◆ Zu analysierender Text:
——————————

Serie „Gedenken in Harburg“: Helene Jakobsen – Maretstr. 17 (Harburg)

„Vollkommen verwirrt, sehr leicht gereizt“

Foto: hl

Sie wollte Schneiderin werden. Dann aber kamen epileptische Anfälle. Statt Hilfe kamen die Nazis. Das war ihr Verderben …

Helene Jakobsen wurde am 22. Februar 1893 in Harburg geboren. Sie war das dritte Kind ihrer Eltern Peter (geb. 15. Sept. 1853) und Magdalene Jakobsen, geb. Lehmkuhl (geb. 7. Dez. 1862). Nach der Schule absolvierte sie eine Lehre als Schneiderin. Diesen Beruf konnte sie aber nur kurzfristig ausüben, weil sie seit ihrem 16. Lebensjahr unter epileptischen Anfällen litt.

——————————

◆ Aufgeführte Einträge:
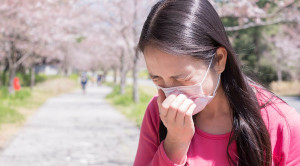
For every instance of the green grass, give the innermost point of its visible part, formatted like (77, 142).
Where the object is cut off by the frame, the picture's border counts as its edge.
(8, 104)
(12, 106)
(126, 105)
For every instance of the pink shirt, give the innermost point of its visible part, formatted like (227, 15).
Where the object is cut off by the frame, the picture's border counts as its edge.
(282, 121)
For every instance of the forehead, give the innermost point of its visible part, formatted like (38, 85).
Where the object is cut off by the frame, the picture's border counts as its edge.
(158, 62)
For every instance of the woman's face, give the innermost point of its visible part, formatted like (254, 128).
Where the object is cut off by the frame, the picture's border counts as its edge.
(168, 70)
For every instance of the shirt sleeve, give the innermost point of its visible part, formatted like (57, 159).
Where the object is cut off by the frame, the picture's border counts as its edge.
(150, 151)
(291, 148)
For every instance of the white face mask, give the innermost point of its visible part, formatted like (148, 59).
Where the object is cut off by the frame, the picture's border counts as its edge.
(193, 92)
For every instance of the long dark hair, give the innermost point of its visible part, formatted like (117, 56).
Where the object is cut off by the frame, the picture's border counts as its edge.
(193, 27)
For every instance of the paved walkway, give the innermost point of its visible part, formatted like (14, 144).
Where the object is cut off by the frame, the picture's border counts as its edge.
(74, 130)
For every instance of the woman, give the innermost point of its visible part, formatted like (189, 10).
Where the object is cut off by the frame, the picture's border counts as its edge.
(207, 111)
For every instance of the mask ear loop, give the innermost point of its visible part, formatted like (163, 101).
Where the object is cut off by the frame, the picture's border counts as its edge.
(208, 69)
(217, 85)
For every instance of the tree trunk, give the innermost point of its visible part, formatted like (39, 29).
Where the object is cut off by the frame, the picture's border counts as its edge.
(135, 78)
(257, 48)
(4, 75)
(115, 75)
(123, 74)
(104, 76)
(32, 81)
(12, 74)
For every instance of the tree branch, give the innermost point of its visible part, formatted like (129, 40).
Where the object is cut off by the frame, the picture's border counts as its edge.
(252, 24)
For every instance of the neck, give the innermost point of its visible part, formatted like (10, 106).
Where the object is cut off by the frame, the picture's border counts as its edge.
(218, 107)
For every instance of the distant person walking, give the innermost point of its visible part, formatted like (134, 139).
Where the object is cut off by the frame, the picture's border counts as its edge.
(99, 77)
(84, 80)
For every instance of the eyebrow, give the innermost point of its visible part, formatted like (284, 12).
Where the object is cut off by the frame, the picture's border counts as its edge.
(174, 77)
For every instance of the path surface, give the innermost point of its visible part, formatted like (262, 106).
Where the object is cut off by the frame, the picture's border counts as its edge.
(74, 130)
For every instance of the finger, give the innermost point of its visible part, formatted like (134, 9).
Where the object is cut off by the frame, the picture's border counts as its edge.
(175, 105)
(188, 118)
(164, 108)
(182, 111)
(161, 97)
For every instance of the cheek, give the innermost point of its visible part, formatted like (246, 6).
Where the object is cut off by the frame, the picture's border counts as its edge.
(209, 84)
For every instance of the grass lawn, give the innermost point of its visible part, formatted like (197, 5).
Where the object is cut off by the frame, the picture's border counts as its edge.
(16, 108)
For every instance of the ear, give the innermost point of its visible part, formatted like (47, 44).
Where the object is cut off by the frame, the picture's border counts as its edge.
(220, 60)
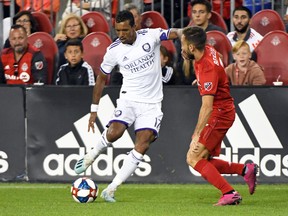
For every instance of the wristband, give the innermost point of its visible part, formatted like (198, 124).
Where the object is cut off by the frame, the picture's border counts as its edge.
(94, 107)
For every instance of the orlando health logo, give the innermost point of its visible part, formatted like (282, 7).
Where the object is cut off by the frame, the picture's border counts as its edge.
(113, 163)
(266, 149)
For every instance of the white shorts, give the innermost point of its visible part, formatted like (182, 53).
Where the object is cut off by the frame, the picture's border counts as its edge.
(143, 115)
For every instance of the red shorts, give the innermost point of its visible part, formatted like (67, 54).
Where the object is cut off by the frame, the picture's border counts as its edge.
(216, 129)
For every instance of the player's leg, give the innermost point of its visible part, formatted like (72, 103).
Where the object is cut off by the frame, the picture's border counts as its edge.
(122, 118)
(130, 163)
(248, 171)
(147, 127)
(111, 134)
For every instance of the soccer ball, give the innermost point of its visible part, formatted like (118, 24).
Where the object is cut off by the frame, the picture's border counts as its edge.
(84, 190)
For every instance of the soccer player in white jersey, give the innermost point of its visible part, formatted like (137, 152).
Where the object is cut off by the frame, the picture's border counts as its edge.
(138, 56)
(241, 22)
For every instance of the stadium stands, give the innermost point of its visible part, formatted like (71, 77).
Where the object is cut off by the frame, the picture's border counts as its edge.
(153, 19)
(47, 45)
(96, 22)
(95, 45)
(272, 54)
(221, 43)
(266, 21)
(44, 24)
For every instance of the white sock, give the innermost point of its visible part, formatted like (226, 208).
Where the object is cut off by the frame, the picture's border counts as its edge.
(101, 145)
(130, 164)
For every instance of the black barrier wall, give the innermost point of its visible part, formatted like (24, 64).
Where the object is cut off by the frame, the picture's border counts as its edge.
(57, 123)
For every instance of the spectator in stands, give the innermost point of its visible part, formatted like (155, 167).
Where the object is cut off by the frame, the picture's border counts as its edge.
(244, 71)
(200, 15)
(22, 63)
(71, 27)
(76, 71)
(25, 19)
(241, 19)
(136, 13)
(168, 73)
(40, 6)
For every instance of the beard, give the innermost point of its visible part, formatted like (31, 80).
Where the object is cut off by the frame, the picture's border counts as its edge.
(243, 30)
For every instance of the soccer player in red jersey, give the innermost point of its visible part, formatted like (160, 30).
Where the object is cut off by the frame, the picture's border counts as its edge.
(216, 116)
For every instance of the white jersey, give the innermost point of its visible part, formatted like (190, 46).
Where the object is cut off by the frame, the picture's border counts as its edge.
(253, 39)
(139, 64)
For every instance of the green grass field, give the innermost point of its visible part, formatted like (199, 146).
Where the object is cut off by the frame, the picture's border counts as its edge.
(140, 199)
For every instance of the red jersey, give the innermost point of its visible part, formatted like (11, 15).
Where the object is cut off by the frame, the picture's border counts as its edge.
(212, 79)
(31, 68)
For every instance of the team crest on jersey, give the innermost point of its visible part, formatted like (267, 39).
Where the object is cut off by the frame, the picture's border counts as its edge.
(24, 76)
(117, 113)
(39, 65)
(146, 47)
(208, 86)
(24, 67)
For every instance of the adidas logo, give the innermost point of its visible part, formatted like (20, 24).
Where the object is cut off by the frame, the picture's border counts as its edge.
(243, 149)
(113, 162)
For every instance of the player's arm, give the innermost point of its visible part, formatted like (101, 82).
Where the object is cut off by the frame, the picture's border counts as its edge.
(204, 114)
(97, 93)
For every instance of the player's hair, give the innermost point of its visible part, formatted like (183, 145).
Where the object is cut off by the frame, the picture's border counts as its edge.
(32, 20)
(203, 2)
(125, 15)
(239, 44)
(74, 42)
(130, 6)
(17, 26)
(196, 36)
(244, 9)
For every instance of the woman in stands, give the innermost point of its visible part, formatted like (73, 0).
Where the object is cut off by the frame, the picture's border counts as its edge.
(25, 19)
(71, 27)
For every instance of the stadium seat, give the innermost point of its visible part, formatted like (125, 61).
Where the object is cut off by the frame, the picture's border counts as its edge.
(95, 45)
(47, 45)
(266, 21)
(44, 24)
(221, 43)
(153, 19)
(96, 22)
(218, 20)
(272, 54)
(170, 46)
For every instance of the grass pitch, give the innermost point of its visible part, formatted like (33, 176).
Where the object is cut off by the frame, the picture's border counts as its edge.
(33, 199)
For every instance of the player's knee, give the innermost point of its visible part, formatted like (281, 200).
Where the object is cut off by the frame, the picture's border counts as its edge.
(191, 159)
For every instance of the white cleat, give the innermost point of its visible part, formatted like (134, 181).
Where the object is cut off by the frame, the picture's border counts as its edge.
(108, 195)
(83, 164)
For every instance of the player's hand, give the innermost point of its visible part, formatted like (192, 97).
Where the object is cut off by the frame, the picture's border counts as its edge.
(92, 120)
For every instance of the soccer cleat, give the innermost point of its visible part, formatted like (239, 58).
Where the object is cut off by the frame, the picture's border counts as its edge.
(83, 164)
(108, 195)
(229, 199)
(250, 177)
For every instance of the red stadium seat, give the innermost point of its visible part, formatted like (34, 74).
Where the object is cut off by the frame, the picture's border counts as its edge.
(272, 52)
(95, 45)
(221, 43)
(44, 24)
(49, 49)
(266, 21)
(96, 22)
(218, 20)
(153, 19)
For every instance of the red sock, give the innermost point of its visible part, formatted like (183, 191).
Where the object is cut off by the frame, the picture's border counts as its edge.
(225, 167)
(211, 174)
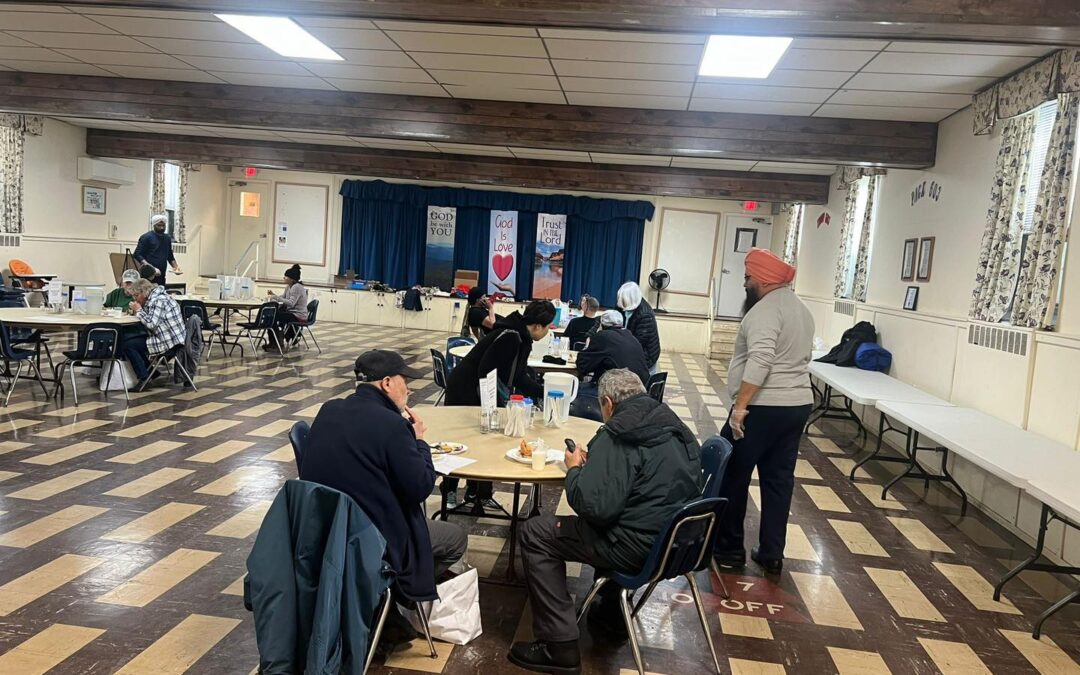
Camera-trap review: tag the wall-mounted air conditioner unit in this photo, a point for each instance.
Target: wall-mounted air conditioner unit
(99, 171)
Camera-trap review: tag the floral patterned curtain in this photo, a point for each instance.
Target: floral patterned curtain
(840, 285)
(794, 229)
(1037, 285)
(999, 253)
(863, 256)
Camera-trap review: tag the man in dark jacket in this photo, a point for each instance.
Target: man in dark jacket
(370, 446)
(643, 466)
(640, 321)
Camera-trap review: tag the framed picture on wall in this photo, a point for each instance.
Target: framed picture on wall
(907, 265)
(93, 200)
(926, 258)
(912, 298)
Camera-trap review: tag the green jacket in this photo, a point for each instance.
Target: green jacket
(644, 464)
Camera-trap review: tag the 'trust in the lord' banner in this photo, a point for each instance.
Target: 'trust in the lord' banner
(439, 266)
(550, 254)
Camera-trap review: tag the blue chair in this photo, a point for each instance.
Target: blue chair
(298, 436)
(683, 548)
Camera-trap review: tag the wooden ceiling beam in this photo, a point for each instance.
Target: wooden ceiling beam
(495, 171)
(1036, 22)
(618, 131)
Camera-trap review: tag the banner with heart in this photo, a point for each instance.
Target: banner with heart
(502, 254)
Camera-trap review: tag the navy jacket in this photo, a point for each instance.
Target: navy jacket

——————————

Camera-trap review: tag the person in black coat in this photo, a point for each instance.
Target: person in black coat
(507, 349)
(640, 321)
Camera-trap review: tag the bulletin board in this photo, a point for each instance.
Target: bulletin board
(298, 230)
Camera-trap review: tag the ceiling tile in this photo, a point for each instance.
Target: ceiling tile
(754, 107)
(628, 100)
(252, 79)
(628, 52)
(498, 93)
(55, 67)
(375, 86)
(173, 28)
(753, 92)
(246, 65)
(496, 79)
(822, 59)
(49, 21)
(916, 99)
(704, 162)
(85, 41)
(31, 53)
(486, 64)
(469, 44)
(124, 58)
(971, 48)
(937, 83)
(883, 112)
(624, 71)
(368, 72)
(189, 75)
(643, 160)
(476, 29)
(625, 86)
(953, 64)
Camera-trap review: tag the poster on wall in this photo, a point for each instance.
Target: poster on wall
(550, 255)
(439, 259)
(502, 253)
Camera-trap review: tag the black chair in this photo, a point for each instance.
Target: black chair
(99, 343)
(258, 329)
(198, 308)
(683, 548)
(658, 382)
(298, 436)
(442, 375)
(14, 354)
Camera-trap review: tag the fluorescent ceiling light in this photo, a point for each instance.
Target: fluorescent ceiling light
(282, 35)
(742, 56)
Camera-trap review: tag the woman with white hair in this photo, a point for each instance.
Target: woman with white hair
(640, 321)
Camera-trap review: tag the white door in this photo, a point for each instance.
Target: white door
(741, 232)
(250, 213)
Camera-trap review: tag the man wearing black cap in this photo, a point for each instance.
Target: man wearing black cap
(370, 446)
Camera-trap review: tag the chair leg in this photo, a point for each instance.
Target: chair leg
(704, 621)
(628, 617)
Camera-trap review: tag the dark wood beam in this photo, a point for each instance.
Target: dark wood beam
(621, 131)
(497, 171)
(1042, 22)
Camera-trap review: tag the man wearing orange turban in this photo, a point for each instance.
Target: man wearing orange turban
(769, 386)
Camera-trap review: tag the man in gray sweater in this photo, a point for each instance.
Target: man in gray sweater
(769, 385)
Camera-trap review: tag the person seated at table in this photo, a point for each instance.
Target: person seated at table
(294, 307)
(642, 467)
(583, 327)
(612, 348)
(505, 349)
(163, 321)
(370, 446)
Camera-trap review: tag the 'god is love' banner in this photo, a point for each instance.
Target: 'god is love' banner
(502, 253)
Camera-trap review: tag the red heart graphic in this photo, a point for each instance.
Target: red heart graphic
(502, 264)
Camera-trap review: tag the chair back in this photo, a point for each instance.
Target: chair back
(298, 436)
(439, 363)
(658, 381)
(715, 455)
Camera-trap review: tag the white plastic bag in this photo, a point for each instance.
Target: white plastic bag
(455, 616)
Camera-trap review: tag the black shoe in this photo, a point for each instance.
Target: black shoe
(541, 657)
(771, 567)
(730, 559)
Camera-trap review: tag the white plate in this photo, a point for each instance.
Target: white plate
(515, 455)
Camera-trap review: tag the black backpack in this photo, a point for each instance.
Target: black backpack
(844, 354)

——————————

◆ Zu erledigen 1: Ändere die Passage aus dem Text über Helene Jakobsen, die mit „Helene Jakobsen wurde“ beginnt und bis „epileptischen Anfällen litt.“ reicht, indem du „Schneiderin“ durch „Näherin“ ersetzt.
◆ Zu erledigen 2: Führe den Text über Helene Jakobsen dort weiter, wo er aufhört.
Die Einträge sind eigenständiges Material und gehören nicht zum Text.

◆ Ergebnis 1:
Helene Jakobsen wurde am 22. Februar 1893 in Harburg geboren. Sie war das dritte Kind ihrer Eltern Peter (geb. 15. Sept. 1853) und Magdalene Jakobsen, geb. Lehmkuhl (geb. 7. Dez. 1862). Nach der Schule absolvierte sie eine Lehre als Näherin. Diesen Beruf konnte sie aber nur kurzfristig ausüben, weil sie seit ihrem 16. Lebensjahr unter epileptischen Anfällen litt.

◆ Ergebnis 2:
Während die junge Harburgerin in den 1920er Jahren nur in großen Abständen über epileptische Anfälle zu klagen hatte, traten sie nach dem plötzlichen Tod ihres schwerkriegsbeschädigten Bruders Paul am 13. Oktober 1931 häufiger und heftiger auf. Die Medikamente, die die behandelnden Ärzte einsetzten, erwiesen sich als nur kurzzeitig erfolgreich. Die psychischen Beeinträchtigungen waren so groß, dass Helene Jakobsen am 21. November 1931 in die „Heil- und Pflegeanstalt Lüneburg“ eingewiesen werden musste. Dort „besserte sich“ ihr Zustand langsam. Nach zehn Monaten glaubten die Ärzte, sie in das „Pflegeheim Huckfeld“ bei Emmelndorf im Landkreis Harburg entlassen zu können. Doch nach einer Zwangssterilisation und einer weiteren Unterleibsoperation traten die alten Symptome erneut auf. Die epileptischen Anfälle häuften sich wieder, und die Zeichen geistiger Verwirrung waren nicht zu übersehen.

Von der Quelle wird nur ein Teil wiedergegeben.